Rewrite all the rows below, swapping "position" for "location" and leaving everything else unchanged.

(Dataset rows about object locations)
** begin **
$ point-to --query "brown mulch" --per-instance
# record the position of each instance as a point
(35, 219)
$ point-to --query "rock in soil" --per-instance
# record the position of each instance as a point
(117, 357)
** end **
* [Task answer]:
$ point-to --query "brown mulch" --per-instance
# record the location of each instance as a point
(35, 219)
$ point-to --query "rock in soil" --per-instance
# record the location of each instance as a point
(117, 357)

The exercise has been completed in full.